*REQUIRED WORK*. Reproduce, word for word, the part of the Piet Sielck biography below that starts with "Career and development" and goes on through "with new musicians.".

*EXCERPT*.
⟨

Piet Sielck (born 14 November 1964) is a German power metal guitarist, vocalist and producer. He is member of the power/speed metal band Iron Savior as well as owner of the studio Powerhouse in Hamburg.

Early years

Born in Hamburg, Germany, Piet started playing piano at the age of eight and bass at the age of ten, but realized after half a year that bass was not his favourite instrument and took up the guitar.

Career and development
Sielck's first band was Gentry, which he formed along with Kai Hansen. In 1982, he left the band and worked first as a technician, then traveled for one year to Los Angeles. After his return, he began his career as a producer; his first production was Heading for Tomorrow, the debut album of Gamma Ray, the new band of his old friend Hansen. Other bands with which he cooperated are Uriah Heep, Saxon, and Blind Guardian. He maintains a good relationship with many bands, having participated in several of their albums as a guest musician.

In 1996, Sielck created his own band, Iron Savior, together with Hansen and Blind Guardian's then-drummer Thomen Stauch. Those two would step out later, but Sielck continued the band with new musicians.

⟩

*RECORDS*.

⟨

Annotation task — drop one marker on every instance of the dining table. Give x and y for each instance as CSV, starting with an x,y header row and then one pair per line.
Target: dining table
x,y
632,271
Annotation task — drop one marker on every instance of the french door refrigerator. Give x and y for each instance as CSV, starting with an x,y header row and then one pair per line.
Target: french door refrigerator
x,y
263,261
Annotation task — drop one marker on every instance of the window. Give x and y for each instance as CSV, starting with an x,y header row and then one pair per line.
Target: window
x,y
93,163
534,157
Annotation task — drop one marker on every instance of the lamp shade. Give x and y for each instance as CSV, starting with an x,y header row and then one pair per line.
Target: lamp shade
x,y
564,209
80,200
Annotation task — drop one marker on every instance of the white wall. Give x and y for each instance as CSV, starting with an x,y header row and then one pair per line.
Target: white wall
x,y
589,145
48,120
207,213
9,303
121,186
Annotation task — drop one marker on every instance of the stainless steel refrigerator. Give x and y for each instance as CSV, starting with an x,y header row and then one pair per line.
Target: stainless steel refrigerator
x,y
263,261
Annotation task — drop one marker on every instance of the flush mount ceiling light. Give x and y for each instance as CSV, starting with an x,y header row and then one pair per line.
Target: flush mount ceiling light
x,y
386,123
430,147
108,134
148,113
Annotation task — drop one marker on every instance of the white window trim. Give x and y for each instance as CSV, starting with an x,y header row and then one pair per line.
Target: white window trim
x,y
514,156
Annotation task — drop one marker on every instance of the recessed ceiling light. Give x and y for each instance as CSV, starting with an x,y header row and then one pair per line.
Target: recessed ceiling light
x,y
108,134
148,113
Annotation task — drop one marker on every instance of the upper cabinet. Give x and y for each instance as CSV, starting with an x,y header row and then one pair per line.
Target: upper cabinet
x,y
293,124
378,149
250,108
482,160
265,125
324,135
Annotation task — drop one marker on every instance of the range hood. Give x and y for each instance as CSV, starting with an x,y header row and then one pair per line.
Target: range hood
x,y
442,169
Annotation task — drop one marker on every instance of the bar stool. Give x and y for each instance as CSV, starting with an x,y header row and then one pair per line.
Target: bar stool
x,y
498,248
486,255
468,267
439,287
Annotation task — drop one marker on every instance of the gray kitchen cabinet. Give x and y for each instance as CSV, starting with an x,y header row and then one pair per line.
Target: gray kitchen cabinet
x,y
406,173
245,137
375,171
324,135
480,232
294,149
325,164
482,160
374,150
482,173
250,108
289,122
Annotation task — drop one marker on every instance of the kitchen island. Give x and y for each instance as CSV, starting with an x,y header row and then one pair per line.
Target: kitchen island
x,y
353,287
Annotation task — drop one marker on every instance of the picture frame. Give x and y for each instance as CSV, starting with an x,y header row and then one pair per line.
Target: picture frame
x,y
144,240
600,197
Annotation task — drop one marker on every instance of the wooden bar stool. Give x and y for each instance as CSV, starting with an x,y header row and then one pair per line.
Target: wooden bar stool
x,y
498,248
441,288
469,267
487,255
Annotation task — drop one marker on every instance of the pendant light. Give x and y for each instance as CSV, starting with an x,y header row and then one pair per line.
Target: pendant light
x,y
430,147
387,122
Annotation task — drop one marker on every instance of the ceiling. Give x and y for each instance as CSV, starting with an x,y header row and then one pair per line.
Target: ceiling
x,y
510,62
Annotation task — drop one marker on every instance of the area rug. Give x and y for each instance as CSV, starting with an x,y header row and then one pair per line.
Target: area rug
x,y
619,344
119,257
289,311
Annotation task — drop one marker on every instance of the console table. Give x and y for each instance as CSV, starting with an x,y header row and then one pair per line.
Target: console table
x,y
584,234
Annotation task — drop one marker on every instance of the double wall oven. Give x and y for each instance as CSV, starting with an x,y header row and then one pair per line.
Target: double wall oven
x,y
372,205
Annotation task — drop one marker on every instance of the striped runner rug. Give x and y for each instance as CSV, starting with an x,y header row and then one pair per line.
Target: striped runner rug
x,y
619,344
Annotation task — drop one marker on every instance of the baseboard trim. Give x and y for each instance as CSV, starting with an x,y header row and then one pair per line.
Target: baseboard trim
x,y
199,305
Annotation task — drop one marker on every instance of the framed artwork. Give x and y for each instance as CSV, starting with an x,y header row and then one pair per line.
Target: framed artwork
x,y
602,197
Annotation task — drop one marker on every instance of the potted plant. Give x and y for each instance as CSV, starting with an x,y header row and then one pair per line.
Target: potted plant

⟩

*EXERCISE SOLUTION*.
Career and development
Sielck's first band was Gentry, which he formed along with Kai Hansen. In 1982, he left the band and worked first as a technician, then traveled for one year to Los Angeles. After his return, he began his career as a producer; his first production was Heading for Tomorrow, the debut album of Gamma Ray, the new band of his old friend Hansen. Other bands with which he cooperated are Uriah Heep, Saxon, and Blind Guardian. He maintains a good relationship with many bands, having participated in several of their albums as a guest musician.

In 1996, Sielck created his own band, Iron Savior, together with Hansen and Blind Guardian's then-drummer Thomen Stauch. Those two would step out later, but Sielck continued the band with new musicians.